REQUIREMENT:
State how many lines in the material below contain the word "tree". Case matters. Give only the number.

Saved data:
##########

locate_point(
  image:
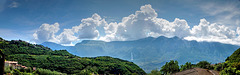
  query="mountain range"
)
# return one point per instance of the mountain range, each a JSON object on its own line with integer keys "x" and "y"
{"x": 151, "y": 53}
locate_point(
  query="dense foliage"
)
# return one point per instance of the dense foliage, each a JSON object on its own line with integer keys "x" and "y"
{"x": 170, "y": 67}
{"x": 232, "y": 64}
{"x": 151, "y": 53}
{"x": 32, "y": 55}
{"x": 39, "y": 71}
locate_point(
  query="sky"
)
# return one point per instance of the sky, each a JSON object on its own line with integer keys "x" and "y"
{"x": 68, "y": 22}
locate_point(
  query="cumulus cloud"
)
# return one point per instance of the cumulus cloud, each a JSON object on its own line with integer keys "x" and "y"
{"x": 143, "y": 23}
{"x": 206, "y": 31}
{"x": 46, "y": 32}
{"x": 226, "y": 13}
{"x": 87, "y": 29}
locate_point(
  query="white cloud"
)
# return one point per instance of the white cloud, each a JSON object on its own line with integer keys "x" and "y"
{"x": 206, "y": 31}
{"x": 224, "y": 13}
{"x": 87, "y": 29}
{"x": 66, "y": 37}
{"x": 46, "y": 32}
{"x": 144, "y": 23}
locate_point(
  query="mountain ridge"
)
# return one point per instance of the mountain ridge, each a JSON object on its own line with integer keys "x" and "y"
{"x": 151, "y": 53}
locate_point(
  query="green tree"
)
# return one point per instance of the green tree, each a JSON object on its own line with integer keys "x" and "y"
{"x": 155, "y": 72}
{"x": 170, "y": 67}
{"x": 203, "y": 64}
{"x": 230, "y": 71}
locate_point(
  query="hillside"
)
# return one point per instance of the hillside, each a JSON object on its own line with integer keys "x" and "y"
{"x": 151, "y": 53}
{"x": 32, "y": 55}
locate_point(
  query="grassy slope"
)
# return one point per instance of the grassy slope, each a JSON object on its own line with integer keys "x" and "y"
{"x": 60, "y": 60}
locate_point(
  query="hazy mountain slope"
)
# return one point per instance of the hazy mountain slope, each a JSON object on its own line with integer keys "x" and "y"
{"x": 151, "y": 53}
{"x": 32, "y": 55}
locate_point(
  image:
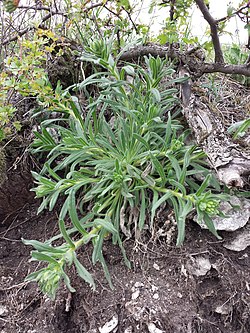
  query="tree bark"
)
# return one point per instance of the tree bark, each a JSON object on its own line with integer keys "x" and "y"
{"x": 227, "y": 158}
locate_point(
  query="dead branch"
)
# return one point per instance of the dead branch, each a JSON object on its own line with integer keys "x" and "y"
{"x": 191, "y": 58}
{"x": 227, "y": 158}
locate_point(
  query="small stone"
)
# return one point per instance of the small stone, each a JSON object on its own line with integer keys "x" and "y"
{"x": 135, "y": 294}
{"x": 110, "y": 325}
{"x": 157, "y": 267}
{"x": 154, "y": 288}
{"x": 153, "y": 329}
{"x": 3, "y": 311}
{"x": 156, "y": 296}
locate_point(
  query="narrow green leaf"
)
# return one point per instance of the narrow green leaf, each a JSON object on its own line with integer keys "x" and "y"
{"x": 65, "y": 234}
{"x": 142, "y": 210}
{"x": 83, "y": 273}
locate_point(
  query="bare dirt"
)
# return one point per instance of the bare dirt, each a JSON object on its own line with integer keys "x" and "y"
{"x": 165, "y": 291}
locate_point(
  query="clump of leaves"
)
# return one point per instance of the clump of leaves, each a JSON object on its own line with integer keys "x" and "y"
{"x": 25, "y": 74}
{"x": 106, "y": 170}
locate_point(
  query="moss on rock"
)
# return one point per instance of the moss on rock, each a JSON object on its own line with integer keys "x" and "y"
{"x": 3, "y": 176}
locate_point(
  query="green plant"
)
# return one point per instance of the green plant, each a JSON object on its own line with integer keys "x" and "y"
{"x": 237, "y": 54}
{"x": 240, "y": 128}
{"x": 127, "y": 155}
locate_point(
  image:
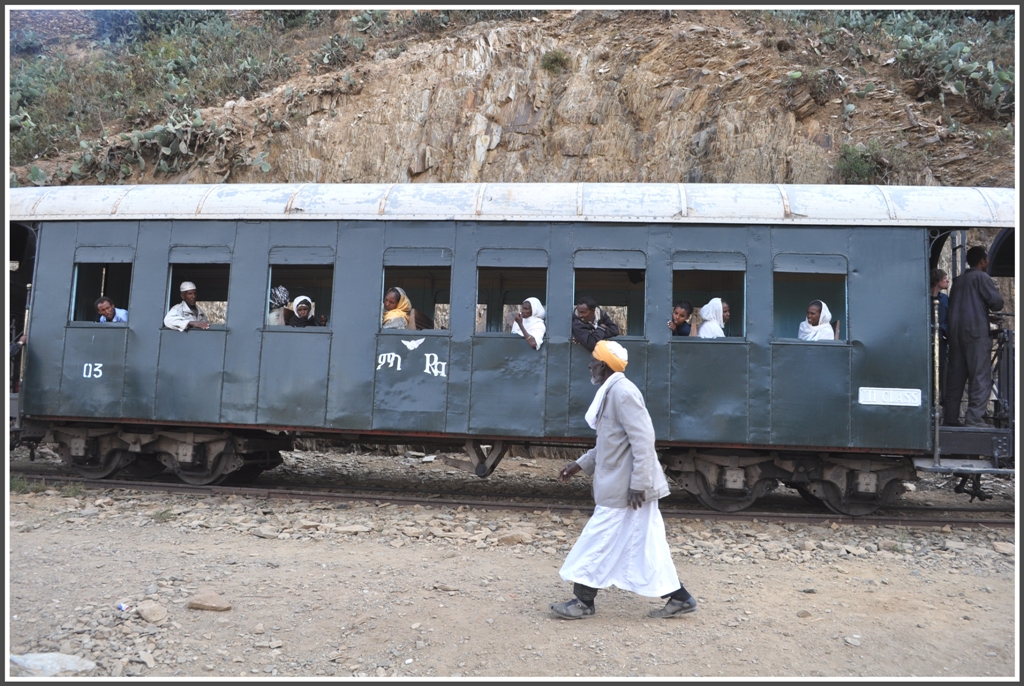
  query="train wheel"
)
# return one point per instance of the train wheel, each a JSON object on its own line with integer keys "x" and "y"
{"x": 144, "y": 467}
{"x": 204, "y": 475}
{"x": 858, "y": 507}
{"x": 98, "y": 468}
{"x": 809, "y": 497}
{"x": 725, "y": 502}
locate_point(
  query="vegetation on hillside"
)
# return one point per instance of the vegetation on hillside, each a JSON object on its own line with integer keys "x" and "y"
{"x": 963, "y": 52}
{"x": 148, "y": 72}
{"x": 126, "y": 96}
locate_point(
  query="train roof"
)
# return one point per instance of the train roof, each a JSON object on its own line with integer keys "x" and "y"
{"x": 631, "y": 203}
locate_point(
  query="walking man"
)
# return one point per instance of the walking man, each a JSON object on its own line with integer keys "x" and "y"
{"x": 624, "y": 543}
{"x": 971, "y": 298}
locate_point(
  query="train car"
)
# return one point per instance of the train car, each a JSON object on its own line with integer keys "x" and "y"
{"x": 846, "y": 422}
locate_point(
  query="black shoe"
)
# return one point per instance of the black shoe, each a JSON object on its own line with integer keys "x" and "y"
{"x": 572, "y": 609}
{"x": 675, "y": 608}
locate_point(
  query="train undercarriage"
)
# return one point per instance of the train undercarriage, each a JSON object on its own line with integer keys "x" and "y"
{"x": 204, "y": 457}
{"x": 723, "y": 479}
{"x": 732, "y": 480}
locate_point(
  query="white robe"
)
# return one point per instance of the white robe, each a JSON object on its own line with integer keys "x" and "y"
{"x": 713, "y": 322}
{"x": 822, "y": 332}
{"x": 535, "y": 325}
{"x": 625, "y": 548}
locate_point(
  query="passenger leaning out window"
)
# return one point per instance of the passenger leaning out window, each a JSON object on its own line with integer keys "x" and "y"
{"x": 396, "y": 309}
{"x": 186, "y": 314}
{"x": 280, "y": 313}
{"x": 590, "y": 325}
{"x": 679, "y": 324}
{"x": 529, "y": 323}
{"x": 714, "y": 316}
{"x": 108, "y": 312}
{"x": 304, "y": 314}
{"x": 818, "y": 326}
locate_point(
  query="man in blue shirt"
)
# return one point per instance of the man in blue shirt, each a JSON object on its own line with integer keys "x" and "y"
{"x": 108, "y": 312}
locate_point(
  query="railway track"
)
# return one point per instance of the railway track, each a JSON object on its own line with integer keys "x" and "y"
{"x": 786, "y": 510}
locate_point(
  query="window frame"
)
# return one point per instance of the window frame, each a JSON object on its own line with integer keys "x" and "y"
{"x": 724, "y": 262}
{"x": 810, "y": 264}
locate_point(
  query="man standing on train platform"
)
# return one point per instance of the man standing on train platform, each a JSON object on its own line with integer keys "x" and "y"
{"x": 972, "y": 297}
{"x": 186, "y": 314}
{"x": 624, "y": 543}
{"x": 590, "y": 325}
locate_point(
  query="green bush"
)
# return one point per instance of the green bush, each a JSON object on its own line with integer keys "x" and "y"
{"x": 856, "y": 166}
{"x": 182, "y": 66}
{"x": 967, "y": 52}
{"x": 26, "y": 42}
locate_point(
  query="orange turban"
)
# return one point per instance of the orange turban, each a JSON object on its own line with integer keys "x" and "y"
{"x": 612, "y": 354}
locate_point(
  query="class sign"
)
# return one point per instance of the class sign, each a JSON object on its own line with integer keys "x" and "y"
{"x": 905, "y": 397}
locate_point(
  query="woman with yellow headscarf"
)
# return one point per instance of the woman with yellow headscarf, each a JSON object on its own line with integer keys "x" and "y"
{"x": 396, "y": 309}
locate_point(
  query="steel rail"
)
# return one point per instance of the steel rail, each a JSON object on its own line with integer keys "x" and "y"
{"x": 547, "y": 504}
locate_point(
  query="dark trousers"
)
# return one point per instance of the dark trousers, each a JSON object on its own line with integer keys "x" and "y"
{"x": 943, "y": 366}
{"x": 971, "y": 366}
{"x": 587, "y": 594}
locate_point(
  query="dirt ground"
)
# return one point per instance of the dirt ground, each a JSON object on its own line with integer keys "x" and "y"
{"x": 361, "y": 589}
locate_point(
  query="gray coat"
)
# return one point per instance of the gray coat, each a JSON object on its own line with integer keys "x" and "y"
{"x": 624, "y": 457}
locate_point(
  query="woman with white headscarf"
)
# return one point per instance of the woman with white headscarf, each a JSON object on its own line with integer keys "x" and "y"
{"x": 817, "y": 326}
{"x": 529, "y": 323}
{"x": 714, "y": 316}
{"x": 280, "y": 314}
{"x": 304, "y": 314}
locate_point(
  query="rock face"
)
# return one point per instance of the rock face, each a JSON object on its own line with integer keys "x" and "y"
{"x": 208, "y": 599}
{"x": 697, "y": 96}
{"x": 152, "y": 611}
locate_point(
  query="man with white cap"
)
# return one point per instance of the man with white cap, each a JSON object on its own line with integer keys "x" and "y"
{"x": 185, "y": 314}
{"x": 624, "y": 543}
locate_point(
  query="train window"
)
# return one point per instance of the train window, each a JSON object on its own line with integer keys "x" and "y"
{"x": 313, "y": 282}
{"x": 501, "y": 292}
{"x": 617, "y": 292}
{"x": 794, "y": 292}
{"x": 699, "y": 286}
{"x": 211, "y": 288}
{"x": 93, "y": 281}
{"x": 428, "y": 289}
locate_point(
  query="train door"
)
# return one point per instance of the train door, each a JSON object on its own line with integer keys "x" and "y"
{"x": 412, "y": 354}
{"x": 294, "y": 359}
{"x": 709, "y": 396}
{"x": 190, "y": 371}
{"x": 616, "y": 280}
{"x": 810, "y": 378}
{"x": 509, "y": 378}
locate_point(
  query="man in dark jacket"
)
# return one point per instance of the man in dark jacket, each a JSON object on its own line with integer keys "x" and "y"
{"x": 973, "y": 295}
{"x": 590, "y": 325}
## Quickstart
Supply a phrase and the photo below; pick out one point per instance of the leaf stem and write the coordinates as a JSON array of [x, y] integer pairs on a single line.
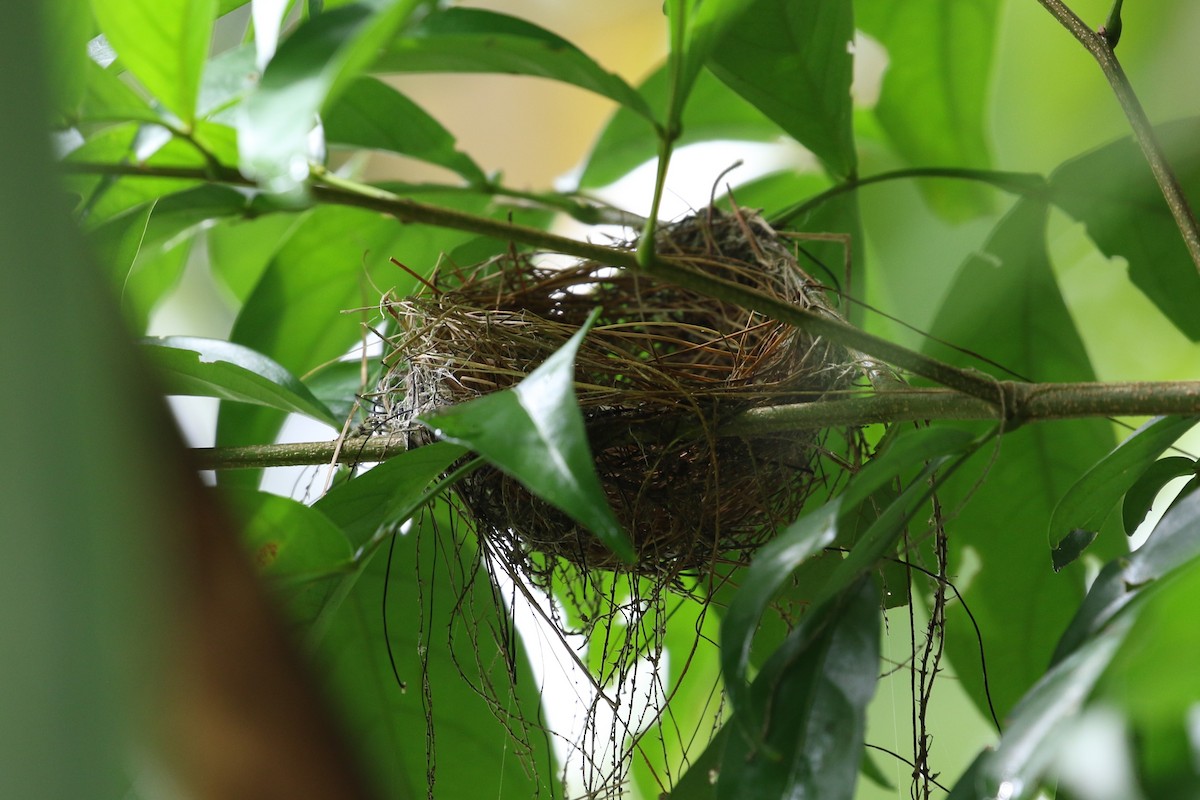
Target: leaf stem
[[1024, 184], [1025, 403], [667, 269], [1098, 44]]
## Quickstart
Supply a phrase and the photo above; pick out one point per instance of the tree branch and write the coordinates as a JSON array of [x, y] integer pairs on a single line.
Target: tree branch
[[1098, 44], [667, 269], [1024, 403]]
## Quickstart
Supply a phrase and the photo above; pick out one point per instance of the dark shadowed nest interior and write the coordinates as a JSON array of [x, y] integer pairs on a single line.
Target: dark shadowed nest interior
[[657, 377]]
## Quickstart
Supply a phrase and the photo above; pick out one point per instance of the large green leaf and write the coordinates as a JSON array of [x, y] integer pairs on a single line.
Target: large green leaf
[[813, 745], [810, 534], [335, 260], [1113, 192], [1140, 497], [934, 98], [713, 113], [162, 42], [1153, 681], [792, 61], [1036, 725], [1006, 305], [474, 40], [444, 627], [309, 71], [372, 114], [387, 493], [534, 432], [190, 365], [1089, 503], [1171, 545]]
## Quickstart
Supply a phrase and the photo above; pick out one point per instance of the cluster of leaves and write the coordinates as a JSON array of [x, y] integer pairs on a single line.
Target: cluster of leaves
[[173, 140]]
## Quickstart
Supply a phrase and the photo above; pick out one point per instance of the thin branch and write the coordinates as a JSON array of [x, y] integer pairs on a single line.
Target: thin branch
[[667, 269], [1025, 403], [1098, 44]]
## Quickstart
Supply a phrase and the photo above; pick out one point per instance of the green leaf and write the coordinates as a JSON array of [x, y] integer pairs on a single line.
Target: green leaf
[[810, 534], [814, 747], [309, 72], [106, 197], [934, 100], [115, 244], [1006, 305], [190, 365], [1171, 546], [691, 685], [228, 77], [334, 260], [341, 384], [107, 98], [388, 493], [714, 113], [291, 543], [1113, 192], [1152, 680], [441, 613], [473, 40], [1036, 723], [267, 16], [534, 432], [1087, 504], [1145, 489], [791, 60], [241, 250], [772, 565], [372, 114], [702, 25], [163, 43], [67, 26]]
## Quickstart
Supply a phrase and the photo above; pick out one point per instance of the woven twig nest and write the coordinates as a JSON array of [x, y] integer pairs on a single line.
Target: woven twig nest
[[655, 378]]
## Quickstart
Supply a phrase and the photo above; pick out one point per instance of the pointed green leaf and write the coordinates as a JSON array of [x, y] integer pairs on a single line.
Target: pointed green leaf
[[1036, 723], [309, 71], [241, 250], [1089, 501], [792, 61], [372, 114], [934, 100], [291, 543], [474, 40], [190, 365], [387, 493], [534, 432], [775, 561], [69, 24], [814, 744], [1141, 494], [163, 43], [1171, 546], [1005, 305], [1113, 192]]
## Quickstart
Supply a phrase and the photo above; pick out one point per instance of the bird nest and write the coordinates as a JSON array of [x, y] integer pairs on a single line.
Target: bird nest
[[658, 376]]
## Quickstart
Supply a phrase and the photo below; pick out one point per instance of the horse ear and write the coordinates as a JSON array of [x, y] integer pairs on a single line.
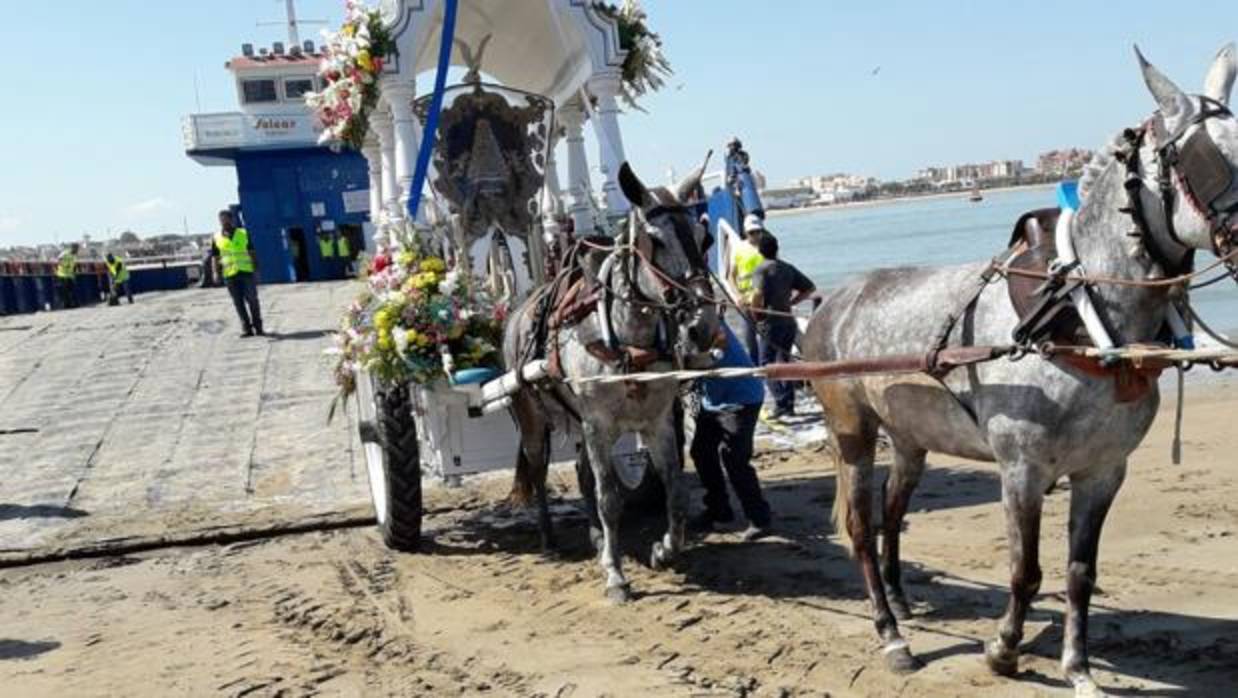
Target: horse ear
[[591, 264], [1173, 102], [1221, 76], [686, 191], [631, 187]]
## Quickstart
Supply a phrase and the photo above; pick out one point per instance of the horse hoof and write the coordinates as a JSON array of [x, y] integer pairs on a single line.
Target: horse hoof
[[1000, 660], [1087, 688], [657, 558], [900, 660], [619, 594], [900, 609]]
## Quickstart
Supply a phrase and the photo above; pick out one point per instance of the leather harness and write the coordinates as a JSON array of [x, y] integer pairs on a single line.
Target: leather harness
[[1199, 170]]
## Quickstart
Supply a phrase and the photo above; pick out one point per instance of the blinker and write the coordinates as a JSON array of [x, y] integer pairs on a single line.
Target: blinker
[[1205, 167]]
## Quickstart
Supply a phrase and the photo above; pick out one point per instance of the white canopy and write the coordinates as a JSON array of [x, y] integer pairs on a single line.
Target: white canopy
[[550, 47]]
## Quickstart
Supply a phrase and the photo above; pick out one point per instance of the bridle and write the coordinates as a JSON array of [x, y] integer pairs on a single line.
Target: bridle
[[1201, 173], [679, 297]]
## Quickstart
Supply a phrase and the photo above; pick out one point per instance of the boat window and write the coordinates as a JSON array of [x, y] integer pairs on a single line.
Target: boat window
[[259, 90], [296, 88]]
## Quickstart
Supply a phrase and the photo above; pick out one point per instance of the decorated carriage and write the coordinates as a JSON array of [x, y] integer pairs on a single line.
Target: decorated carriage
[[420, 347]]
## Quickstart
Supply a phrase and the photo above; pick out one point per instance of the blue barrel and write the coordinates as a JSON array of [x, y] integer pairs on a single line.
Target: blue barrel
[[24, 293], [9, 295]]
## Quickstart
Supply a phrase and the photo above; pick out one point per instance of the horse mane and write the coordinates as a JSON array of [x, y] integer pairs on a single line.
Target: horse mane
[[1099, 162]]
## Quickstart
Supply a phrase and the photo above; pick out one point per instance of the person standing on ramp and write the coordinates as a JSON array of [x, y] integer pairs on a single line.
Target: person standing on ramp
[[234, 256]]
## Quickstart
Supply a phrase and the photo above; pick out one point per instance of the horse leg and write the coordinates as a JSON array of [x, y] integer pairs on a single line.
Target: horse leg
[[589, 496], [1091, 496], [541, 464], [856, 438], [664, 448], [609, 511], [909, 464], [532, 464], [1021, 496]]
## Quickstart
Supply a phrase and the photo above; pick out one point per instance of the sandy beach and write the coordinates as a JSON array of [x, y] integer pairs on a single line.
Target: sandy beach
[[480, 611], [816, 208]]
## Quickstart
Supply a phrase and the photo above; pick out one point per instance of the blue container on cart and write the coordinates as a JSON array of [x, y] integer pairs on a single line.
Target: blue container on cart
[[24, 293], [8, 296]]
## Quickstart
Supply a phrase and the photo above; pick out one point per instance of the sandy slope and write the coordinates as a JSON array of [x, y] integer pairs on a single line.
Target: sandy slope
[[482, 613]]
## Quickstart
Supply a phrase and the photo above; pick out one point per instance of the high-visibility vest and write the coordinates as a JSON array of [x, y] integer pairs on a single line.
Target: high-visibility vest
[[234, 253], [747, 260], [67, 266], [119, 271]]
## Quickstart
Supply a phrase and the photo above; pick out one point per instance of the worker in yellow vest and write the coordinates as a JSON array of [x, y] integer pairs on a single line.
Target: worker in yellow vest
[[745, 258], [66, 276], [233, 253], [327, 253], [346, 253], [118, 280]]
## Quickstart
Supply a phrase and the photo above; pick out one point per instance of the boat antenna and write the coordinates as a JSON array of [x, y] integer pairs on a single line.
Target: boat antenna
[[292, 22]]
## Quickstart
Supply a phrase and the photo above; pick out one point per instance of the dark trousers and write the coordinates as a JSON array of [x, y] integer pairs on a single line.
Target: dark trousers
[[243, 287], [67, 290], [116, 290], [752, 343], [778, 338], [724, 439]]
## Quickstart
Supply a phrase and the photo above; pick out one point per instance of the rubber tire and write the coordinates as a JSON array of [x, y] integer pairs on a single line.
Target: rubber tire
[[396, 432]]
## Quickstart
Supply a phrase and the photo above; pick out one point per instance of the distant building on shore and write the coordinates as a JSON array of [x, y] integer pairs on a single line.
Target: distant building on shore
[[787, 197], [1064, 162], [839, 187], [972, 172]]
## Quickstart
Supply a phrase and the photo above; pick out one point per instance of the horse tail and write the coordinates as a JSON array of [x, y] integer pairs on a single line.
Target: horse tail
[[841, 511]]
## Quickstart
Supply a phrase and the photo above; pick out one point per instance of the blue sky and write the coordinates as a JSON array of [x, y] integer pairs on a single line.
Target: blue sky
[[95, 92]]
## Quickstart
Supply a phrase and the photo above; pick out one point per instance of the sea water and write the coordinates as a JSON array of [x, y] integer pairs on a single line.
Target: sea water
[[832, 244]]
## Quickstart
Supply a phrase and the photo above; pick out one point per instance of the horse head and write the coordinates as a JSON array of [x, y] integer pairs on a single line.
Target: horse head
[[1195, 139], [670, 262]]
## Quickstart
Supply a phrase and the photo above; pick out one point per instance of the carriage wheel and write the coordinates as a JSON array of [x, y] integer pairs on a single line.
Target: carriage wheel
[[393, 461]]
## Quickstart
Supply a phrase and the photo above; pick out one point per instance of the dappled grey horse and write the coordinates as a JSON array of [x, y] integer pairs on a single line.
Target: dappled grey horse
[[654, 305], [1039, 418]]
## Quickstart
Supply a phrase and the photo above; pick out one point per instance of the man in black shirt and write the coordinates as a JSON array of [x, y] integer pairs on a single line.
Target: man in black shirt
[[776, 288]]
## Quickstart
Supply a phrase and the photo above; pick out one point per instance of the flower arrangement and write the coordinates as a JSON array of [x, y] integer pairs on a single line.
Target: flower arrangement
[[416, 319], [645, 68], [349, 73]]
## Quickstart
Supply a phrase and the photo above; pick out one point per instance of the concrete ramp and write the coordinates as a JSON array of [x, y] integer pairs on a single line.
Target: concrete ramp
[[154, 418]]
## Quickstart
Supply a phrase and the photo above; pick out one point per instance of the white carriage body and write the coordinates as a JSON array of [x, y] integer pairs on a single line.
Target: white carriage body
[[562, 50]]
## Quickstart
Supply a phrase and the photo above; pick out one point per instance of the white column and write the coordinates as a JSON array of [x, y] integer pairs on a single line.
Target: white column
[[606, 124], [373, 152], [578, 188], [399, 95], [385, 131], [550, 199]]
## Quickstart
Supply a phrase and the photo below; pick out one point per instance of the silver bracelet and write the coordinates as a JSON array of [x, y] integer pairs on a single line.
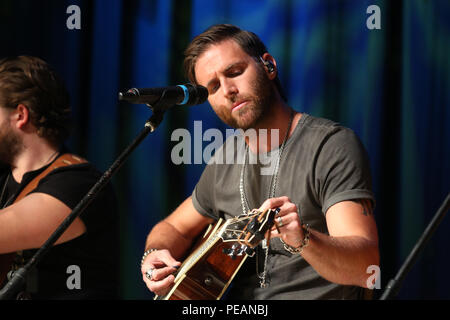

##########

ANSWER FOR THIS EXERCISE:
6